→ EXERCISE PROMPT
Could you continue the forum thread about cycling the Trans Am through Idaho and Montana from the point where it stops?

→ READING PASSAGE
We are riding the Trans AM east to west, and have just entered Mountana.

I have visited  with several east bound cyclist and they report that Idaho is terrible.

Bad roads, commercial traffic and angry drivers.

What strategies have others used to work through Idaho safely.
I thought Yellowstone was bad enough.

Offline John Nelson

Re: Idaho - Trans Am
« Reply #1 on: July 11, 2014, 12:24:10 am »
Well, it has been four years since I did it, but I found Idaho delightful. It's true that most of the roads have no shoulders, but I did not encounter much traffic. The long ride down the Lochsa River Valley was stunningly beautiful and I saw almost nobody for 77 miles. I noted in my journal that Idaho has a way of making you feel lonely. It was certainly the state where I saw the fewest number of people and cars.

indyfabz

  • Guest
Re: Idaho - Trans Am
« Reply #2 on: July 11, 2014, 09:10:40 am »
Hate to break it to you, but you will be encountering some high speed stretches in MT with commercial traffic and little to no shoulder. Heading west to Sheridan and a section of road between Twin Bridges and Dillon are the two that come to mind. Also, between Sula and Conner Cutoff Rd. heading towards Darby. West from Darby, the Old Darby Rd. alternative affords a nice break from U.S. 93. The unpaved stretch is not bad as unpaved roads go, and it's very pretty back there.

In any event, getting an early start can often be helpful.

→ Location annotation dataset excerpts
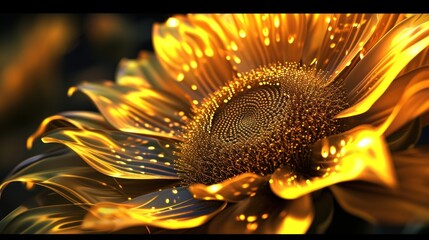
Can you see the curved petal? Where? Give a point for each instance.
(231, 190)
(66, 174)
(383, 107)
(137, 110)
(323, 203)
(147, 72)
(192, 55)
(265, 213)
(358, 154)
(255, 40)
(408, 203)
(170, 208)
(118, 154)
(372, 76)
(406, 137)
(413, 102)
(78, 119)
(340, 40)
(422, 59)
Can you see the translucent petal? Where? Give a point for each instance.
(358, 154)
(422, 59)
(339, 40)
(323, 203)
(192, 54)
(173, 208)
(406, 204)
(146, 72)
(66, 174)
(383, 107)
(119, 154)
(231, 190)
(413, 103)
(137, 110)
(254, 40)
(265, 213)
(78, 119)
(405, 137)
(53, 219)
(372, 76)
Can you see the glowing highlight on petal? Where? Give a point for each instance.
(137, 110)
(78, 119)
(231, 190)
(265, 213)
(373, 75)
(364, 156)
(180, 211)
(413, 102)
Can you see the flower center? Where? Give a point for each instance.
(262, 120)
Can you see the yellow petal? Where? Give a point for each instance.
(78, 119)
(231, 190)
(413, 103)
(118, 154)
(323, 203)
(373, 75)
(340, 39)
(191, 53)
(173, 208)
(265, 213)
(406, 137)
(383, 107)
(146, 72)
(358, 154)
(422, 59)
(66, 174)
(406, 204)
(137, 110)
(54, 219)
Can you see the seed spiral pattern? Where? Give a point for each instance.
(261, 120)
(247, 115)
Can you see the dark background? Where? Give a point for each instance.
(42, 55)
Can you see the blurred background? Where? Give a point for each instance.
(42, 55)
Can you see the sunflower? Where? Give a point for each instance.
(243, 123)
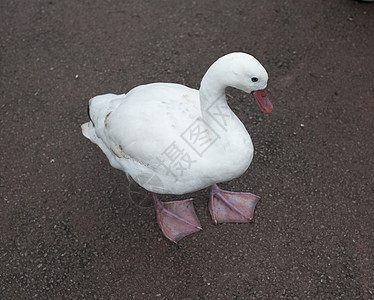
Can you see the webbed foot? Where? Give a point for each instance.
(226, 207)
(176, 219)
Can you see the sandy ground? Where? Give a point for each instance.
(72, 227)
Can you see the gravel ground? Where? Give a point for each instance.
(72, 227)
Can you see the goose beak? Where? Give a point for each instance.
(263, 101)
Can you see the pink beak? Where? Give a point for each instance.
(263, 101)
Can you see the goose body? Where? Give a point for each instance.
(172, 139)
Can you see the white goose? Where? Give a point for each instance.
(172, 139)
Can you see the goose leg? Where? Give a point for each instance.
(176, 219)
(226, 207)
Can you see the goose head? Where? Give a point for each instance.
(244, 72)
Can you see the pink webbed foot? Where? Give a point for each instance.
(226, 207)
(176, 219)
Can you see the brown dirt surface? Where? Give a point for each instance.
(72, 227)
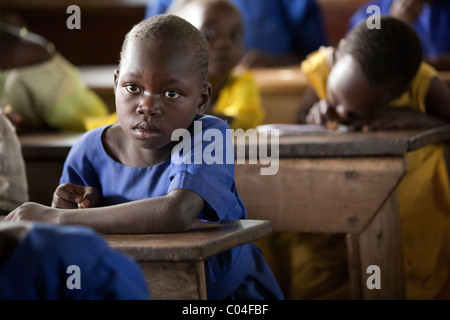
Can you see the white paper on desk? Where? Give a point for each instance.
(286, 129)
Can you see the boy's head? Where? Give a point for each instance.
(372, 67)
(221, 23)
(170, 29)
(161, 83)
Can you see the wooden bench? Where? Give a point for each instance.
(173, 264)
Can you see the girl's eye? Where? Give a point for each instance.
(132, 88)
(172, 94)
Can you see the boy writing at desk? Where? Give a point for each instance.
(124, 177)
(375, 80)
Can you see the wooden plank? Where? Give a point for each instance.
(202, 241)
(337, 195)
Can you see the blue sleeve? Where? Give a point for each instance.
(155, 7)
(213, 176)
(55, 262)
(361, 13)
(306, 25)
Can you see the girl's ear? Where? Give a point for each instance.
(116, 78)
(204, 99)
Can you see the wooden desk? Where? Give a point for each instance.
(342, 184)
(173, 264)
(44, 156)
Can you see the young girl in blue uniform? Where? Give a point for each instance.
(124, 176)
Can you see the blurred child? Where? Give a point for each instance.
(41, 261)
(277, 32)
(124, 176)
(44, 90)
(235, 95)
(376, 80)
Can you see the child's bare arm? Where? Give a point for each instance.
(309, 98)
(437, 101)
(174, 212)
(71, 196)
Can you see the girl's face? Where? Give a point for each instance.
(222, 27)
(351, 95)
(157, 91)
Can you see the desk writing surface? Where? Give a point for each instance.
(200, 242)
(345, 144)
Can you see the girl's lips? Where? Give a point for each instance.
(145, 130)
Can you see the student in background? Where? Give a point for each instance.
(376, 80)
(276, 32)
(235, 93)
(128, 178)
(429, 18)
(13, 179)
(44, 90)
(40, 261)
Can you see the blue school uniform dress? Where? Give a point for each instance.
(432, 25)
(241, 273)
(56, 262)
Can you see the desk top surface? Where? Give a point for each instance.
(270, 80)
(200, 242)
(307, 145)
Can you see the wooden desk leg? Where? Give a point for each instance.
(184, 280)
(378, 244)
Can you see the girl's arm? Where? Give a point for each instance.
(437, 101)
(174, 212)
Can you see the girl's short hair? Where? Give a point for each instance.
(390, 54)
(172, 29)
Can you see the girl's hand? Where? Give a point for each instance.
(407, 10)
(402, 118)
(71, 196)
(34, 212)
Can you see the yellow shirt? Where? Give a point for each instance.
(424, 193)
(241, 99)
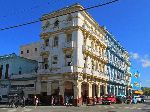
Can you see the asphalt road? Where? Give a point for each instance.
(144, 107)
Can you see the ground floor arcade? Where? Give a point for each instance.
(70, 88)
(116, 89)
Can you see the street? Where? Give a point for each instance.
(144, 107)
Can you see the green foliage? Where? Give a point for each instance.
(146, 91)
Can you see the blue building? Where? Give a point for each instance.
(135, 81)
(118, 66)
(13, 65)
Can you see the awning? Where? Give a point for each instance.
(138, 92)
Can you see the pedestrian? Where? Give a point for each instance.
(67, 100)
(52, 101)
(130, 97)
(36, 102)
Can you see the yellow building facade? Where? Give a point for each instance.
(73, 63)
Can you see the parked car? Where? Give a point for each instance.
(142, 98)
(134, 99)
(138, 98)
(3, 98)
(120, 99)
(108, 99)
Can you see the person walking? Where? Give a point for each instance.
(52, 101)
(36, 102)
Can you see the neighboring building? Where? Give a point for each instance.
(73, 62)
(118, 66)
(135, 81)
(31, 51)
(14, 66)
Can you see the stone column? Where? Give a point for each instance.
(49, 86)
(90, 99)
(61, 92)
(38, 86)
(77, 94)
(125, 90)
(105, 89)
(114, 89)
(99, 90)
(117, 90)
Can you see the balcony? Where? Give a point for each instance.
(128, 73)
(17, 76)
(68, 45)
(90, 50)
(44, 71)
(45, 49)
(67, 69)
(67, 24)
(87, 70)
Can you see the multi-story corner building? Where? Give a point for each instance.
(118, 66)
(135, 82)
(11, 68)
(31, 51)
(73, 62)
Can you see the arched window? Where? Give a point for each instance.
(69, 18)
(56, 24)
(55, 41)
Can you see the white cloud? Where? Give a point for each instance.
(134, 55)
(145, 63)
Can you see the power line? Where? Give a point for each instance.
(25, 10)
(38, 20)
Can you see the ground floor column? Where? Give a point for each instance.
(77, 94)
(117, 87)
(106, 88)
(99, 90)
(49, 86)
(61, 92)
(90, 98)
(114, 89)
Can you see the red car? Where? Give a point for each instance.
(108, 99)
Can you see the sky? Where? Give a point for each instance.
(127, 20)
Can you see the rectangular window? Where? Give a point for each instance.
(21, 52)
(35, 49)
(1, 68)
(55, 59)
(55, 41)
(45, 63)
(27, 51)
(47, 42)
(69, 37)
(7, 69)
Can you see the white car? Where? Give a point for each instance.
(139, 99)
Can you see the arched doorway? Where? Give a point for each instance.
(55, 92)
(102, 90)
(94, 90)
(84, 91)
(69, 92)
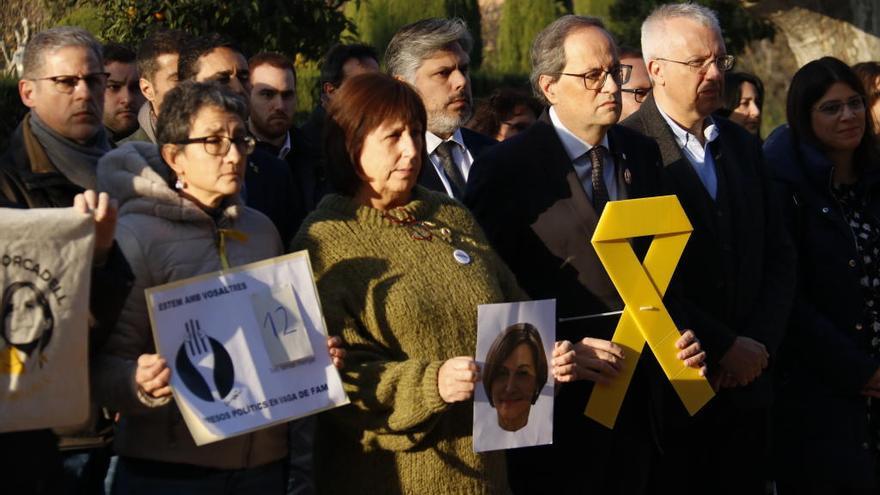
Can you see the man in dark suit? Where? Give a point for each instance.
(538, 196)
(432, 55)
(738, 268)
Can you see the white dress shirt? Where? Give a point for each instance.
(577, 150)
(460, 155)
(698, 154)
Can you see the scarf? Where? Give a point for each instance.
(75, 161)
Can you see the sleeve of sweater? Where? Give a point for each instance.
(395, 399)
(114, 368)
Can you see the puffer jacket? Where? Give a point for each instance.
(166, 237)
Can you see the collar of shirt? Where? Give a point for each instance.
(574, 146)
(689, 141)
(432, 140)
(285, 148)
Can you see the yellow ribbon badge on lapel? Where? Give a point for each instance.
(642, 286)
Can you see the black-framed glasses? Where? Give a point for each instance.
(67, 84)
(639, 94)
(724, 63)
(219, 145)
(595, 79)
(834, 108)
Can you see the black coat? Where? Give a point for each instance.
(526, 196)
(476, 143)
(738, 270)
(821, 426)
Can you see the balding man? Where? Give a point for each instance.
(738, 266)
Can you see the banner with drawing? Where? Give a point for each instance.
(247, 347)
(45, 272)
(513, 404)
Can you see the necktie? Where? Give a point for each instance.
(456, 180)
(600, 192)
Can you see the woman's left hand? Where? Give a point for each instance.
(691, 352)
(336, 351)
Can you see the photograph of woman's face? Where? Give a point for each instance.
(23, 320)
(513, 388)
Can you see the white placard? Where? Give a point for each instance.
(514, 350)
(247, 347)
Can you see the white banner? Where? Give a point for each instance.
(247, 347)
(45, 271)
(513, 404)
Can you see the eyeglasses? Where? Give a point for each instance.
(219, 145)
(638, 93)
(68, 84)
(595, 79)
(834, 108)
(724, 63)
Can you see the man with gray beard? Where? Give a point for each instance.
(432, 56)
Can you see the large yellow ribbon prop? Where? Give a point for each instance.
(641, 286)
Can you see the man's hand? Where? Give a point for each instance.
(103, 209)
(456, 379)
(152, 376)
(589, 359)
(743, 362)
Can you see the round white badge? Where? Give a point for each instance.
(461, 256)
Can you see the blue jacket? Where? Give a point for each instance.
(821, 425)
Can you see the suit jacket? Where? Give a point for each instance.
(738, 268)
(476, 144)
(527, 197)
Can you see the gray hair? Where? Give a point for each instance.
(183, 103)
(654, 26)
(415, 42)
(50, 40)
(548, 49)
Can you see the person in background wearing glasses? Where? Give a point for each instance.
(538, 196)
(869, 73)
(180, 215)
(268, 183)
(51, 163)
(638, 87)
(737, 272)
(827, 415)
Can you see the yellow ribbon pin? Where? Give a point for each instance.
(642, 286)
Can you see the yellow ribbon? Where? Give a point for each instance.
(642, 286)
(221, 248)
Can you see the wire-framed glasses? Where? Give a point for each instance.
(595, 79)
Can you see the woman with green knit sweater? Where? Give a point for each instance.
(400, 271)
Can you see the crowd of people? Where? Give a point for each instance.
(416, 205)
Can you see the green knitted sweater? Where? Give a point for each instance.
(403, 307)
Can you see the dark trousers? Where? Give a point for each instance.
(722, 450)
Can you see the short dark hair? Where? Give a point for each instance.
(45, 307)
(337, 56)
(733, 89)
(499, 106)
(869, 72)
(808, 85)
(365, 102)
(166, 41)
(117, 52)
(183, 103)
(196, 48)
(272, 59)
(503, 346)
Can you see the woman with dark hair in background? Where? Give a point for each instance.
(505, 113)
(869, 73)
(828, 407)
(743, 100)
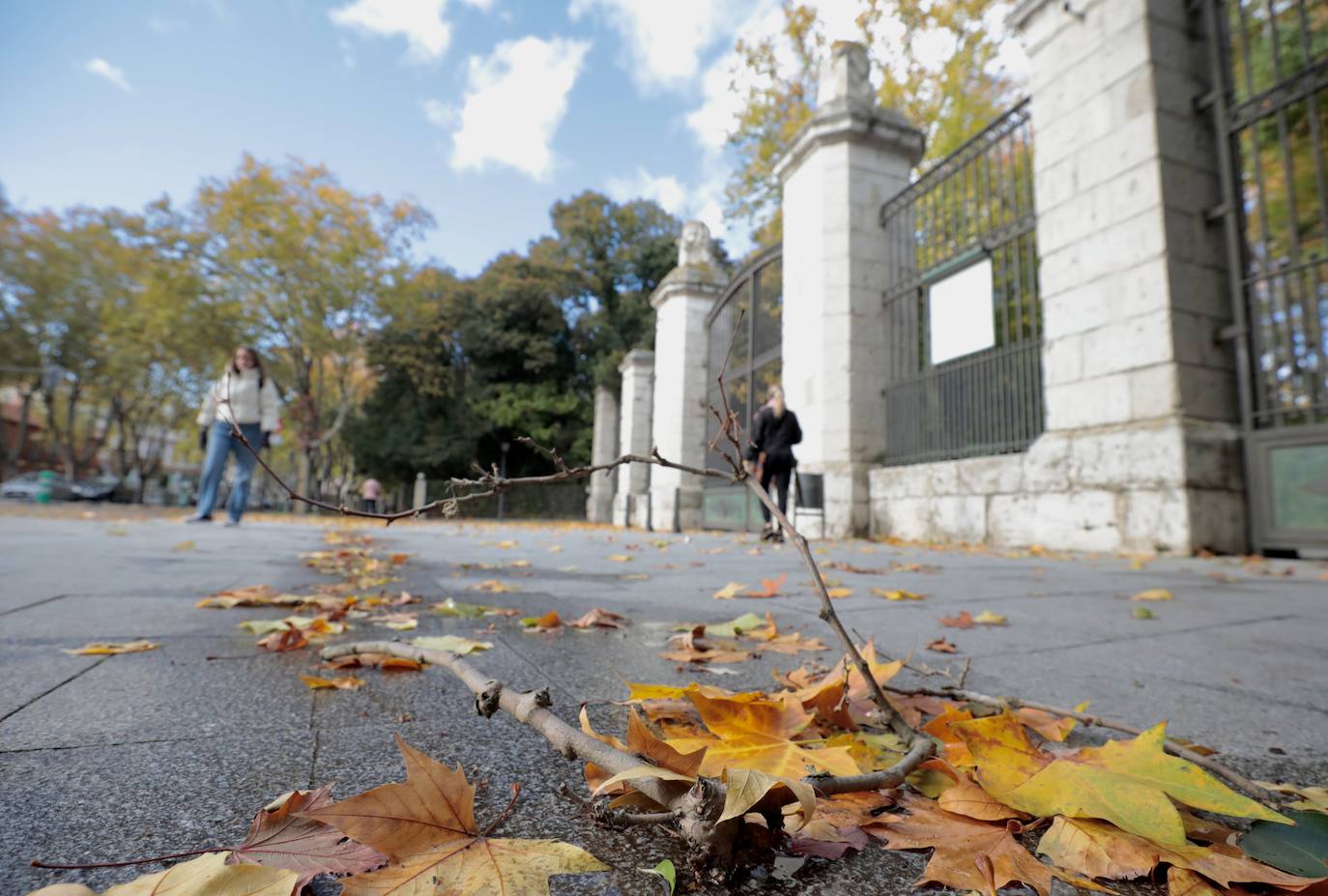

→ RESULT
Offline staehpj1

Re: Idaho - Trans Am
« Reply #3 on: July 11, 2014, 01:30:16 pm »
I am pretty traffic tolerant, but I don't remember Idaho as being anything but delightful other than the heat we hit when we were there (it was over 100 F for us some of the time).

As far as the roads, they definitely did not stand out in a negative way.  Traffic was lighter than many other places on the TA.  I remember Wyoming and Montana as both being worse than Idaho in that regard and they were OK IMO.

Offline rondickinson

Re: Idaho - Trans Am
« Reply #4 on: July 11, 2014, 01:36:44 pm »
Thanks everyone

We will stay calm and cycle on.

Typically we are on the road by 6AM or even earlier if we anticipate heat.  This will help us nail down some miles before the traffic picks up also.

Offline yumadons

Re: Idaho - Trans Am
« Reply #5 on: July 16, 2014, 04:36:05 pm »
I concur with what you've heard. This from my 2011 TransAm Journal, "Day 19: Cambridge to New Meadows, Idaho: A day of traffic"

"Simple steps to stay alive:
1. Ride together as much as possible, creating only one obstacle to go around instead of two.
2. Use a rear view mirror. If you see big trucks coming both ways at the same time, pull off to the side. Same goes for squirrely motorists.
3. If you see traffic backing up behind you on a long downhill, pull over and let them all go by. You don't want drivers getting edgy and impatient behind you."

Offline rondickinson

Re: Idaho - Trans Am
« Reply #6 on: July 16, 2014, 04:48:19 pm »
Good advice.  Thanks

Offline yumadons

Re: Idaho - Trans Am
« Reply #7 on: July 16, 2014, 04:58:24 pm »
Thanks. I've become a much safer/better cyclist after touring with my husband, a CDL (big rig) truck driver.

Good luck & Idaho IS beautiful with all its rivers. You just have to share a shoulderless road with the big trucks for a couple days.
And because those rivers are hugely popular with sportsmen / RVs towing boats, trailers, and every manner of everything on the weekends, try to schedule rides towards towns like Riggins (the rafting capital of Idaho) for weekdays.   

Offline guydaho

Re: Idaho - Trans Am
« Reply #8 on: July 16, 2014, 05:50:10 pm »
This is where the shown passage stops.